• _WRITTEN PROBLEM_: Transcribe the records below word for word, taking everything from the line that contains "the dry grass" down to the line that contains "[[271, 143]]", with both of those lines included.

--- begin INPUT ---

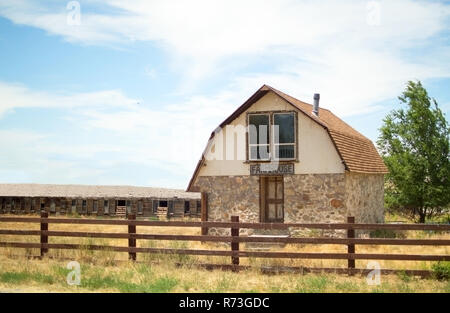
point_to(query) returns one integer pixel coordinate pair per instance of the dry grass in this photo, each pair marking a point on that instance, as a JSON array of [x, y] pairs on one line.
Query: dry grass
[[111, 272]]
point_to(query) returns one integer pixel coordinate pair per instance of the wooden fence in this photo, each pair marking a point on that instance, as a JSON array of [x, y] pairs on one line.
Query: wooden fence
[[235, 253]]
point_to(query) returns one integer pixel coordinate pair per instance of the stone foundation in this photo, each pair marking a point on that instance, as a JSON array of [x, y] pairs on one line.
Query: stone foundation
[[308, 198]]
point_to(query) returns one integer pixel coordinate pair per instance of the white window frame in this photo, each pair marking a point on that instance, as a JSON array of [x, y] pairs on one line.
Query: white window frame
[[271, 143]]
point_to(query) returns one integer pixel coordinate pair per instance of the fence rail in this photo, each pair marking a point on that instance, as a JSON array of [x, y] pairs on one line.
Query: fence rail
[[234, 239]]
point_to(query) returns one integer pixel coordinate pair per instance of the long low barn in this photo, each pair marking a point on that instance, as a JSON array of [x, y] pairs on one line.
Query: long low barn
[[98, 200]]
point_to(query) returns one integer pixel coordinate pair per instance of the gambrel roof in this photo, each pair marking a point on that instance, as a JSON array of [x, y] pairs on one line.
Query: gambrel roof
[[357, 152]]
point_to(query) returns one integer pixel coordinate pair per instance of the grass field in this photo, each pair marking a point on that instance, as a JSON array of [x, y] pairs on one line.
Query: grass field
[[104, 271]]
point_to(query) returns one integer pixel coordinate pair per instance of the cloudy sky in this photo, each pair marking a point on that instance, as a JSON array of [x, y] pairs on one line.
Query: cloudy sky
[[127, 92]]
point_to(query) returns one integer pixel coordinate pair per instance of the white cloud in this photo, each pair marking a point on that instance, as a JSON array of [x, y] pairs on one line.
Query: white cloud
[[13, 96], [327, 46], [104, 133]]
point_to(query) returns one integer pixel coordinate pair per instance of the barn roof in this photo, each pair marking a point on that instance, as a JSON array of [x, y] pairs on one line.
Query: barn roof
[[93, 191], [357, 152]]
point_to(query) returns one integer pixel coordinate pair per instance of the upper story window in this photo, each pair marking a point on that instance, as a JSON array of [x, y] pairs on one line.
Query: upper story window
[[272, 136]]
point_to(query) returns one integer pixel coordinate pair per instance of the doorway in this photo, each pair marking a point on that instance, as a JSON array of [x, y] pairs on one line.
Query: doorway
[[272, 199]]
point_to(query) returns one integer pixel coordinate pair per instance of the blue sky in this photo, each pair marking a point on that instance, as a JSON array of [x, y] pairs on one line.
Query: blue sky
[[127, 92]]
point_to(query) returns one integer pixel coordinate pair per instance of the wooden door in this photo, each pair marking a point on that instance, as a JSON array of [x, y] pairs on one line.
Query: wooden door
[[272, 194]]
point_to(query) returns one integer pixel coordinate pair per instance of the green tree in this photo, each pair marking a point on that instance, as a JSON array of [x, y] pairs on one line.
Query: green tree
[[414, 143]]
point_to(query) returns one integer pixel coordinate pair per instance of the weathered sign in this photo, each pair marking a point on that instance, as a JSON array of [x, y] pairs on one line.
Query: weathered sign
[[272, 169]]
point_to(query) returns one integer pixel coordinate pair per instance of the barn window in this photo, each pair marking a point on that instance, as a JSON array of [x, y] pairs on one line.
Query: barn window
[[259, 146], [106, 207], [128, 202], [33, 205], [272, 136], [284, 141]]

--- end INPUT ---
--- begin INPUT ---

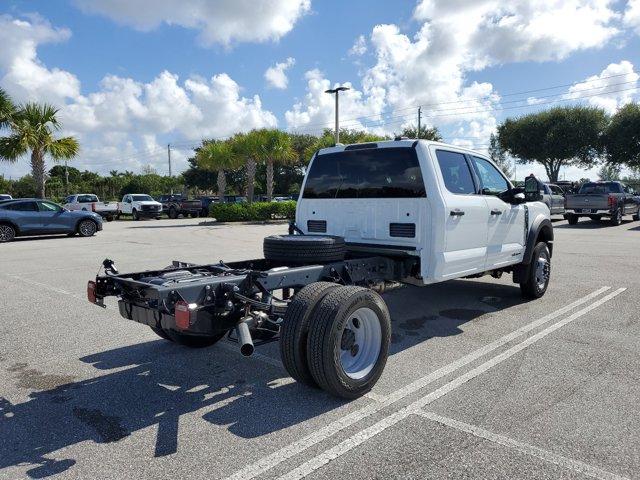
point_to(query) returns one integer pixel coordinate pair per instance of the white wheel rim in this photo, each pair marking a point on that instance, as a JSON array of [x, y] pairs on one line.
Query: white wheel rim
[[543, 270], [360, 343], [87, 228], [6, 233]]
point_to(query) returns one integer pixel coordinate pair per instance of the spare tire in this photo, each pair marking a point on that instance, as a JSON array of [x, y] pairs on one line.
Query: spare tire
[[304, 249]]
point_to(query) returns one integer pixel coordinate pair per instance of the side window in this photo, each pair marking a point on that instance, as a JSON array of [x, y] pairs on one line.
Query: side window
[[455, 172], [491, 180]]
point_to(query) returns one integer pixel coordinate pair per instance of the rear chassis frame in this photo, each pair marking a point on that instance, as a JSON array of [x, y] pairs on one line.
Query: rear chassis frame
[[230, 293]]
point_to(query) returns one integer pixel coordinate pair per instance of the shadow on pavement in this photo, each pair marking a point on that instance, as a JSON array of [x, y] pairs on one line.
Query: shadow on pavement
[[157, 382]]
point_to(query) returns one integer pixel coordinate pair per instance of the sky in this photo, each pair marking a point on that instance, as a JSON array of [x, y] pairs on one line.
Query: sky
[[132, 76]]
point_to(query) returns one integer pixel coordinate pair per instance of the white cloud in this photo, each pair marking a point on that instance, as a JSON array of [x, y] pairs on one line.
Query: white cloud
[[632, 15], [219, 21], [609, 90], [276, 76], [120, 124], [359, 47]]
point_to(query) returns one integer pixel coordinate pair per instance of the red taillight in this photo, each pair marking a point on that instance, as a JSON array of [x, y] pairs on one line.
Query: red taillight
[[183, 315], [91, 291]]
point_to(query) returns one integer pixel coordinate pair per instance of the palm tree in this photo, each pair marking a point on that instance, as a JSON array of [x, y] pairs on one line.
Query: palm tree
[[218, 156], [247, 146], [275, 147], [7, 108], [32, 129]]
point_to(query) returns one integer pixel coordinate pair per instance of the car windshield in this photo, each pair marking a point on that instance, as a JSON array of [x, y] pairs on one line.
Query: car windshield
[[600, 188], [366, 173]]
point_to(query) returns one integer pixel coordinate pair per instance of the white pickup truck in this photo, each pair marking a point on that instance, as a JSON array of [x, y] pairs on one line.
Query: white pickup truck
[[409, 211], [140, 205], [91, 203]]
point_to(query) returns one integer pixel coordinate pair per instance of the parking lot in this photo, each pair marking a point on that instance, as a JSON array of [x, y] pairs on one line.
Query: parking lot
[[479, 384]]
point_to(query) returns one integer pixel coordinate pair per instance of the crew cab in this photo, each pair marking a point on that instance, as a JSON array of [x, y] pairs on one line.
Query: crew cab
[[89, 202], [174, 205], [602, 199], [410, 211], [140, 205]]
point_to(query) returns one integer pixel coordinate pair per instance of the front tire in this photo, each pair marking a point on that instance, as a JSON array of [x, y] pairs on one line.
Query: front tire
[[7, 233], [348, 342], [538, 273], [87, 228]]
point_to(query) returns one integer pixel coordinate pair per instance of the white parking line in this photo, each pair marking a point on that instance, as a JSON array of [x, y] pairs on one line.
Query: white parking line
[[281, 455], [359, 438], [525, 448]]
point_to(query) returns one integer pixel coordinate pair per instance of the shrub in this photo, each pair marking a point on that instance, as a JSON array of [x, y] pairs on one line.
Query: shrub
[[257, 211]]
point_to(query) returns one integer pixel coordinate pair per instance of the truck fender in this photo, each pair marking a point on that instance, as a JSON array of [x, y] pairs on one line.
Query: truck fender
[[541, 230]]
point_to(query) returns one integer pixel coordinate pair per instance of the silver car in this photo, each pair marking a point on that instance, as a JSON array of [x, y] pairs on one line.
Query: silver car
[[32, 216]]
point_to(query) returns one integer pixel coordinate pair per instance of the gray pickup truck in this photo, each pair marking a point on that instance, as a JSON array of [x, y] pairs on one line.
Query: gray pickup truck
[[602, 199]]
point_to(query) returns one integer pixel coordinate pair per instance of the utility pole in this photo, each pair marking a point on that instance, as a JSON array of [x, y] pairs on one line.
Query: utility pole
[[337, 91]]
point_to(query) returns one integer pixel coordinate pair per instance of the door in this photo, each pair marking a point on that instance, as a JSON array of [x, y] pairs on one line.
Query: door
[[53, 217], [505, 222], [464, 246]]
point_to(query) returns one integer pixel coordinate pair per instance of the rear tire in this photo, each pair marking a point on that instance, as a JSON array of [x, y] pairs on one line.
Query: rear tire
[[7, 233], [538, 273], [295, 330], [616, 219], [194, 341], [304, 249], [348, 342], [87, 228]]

--- end INPUT ---

• _THE SOLUTION_:
point_to(query) returns one integer pixel coordinate pair per instance of the dry grass in this photo, each pair marking a point on that instance, as a JSON array of [x, y] pairs on one line.
Query: dry grass
[[111, 272]]
point_to(query) returns one integer pixel coordinate pair per instance of the wooden fence in this photo, each pair marking a point on that instance, as a JSON array of [x, y] pairs on one line.
Query: wooden fence
[[235, 253]]
point_to(query) returns one integer pixel coordinate pair per instance of the stone foundation in this photo, each pair marking a point on that instance, as a JSON array of [x, y] pairs on one line.
Query: stone foundation
[[308, 198]]
point_to(query) returns one integer pixel coordinate pair per instance of the white window frame in this photo, each pair marking a point on that instance, as a JSON array of [x, y] pairs on one line.
Query: white window frame
[[271, 143]]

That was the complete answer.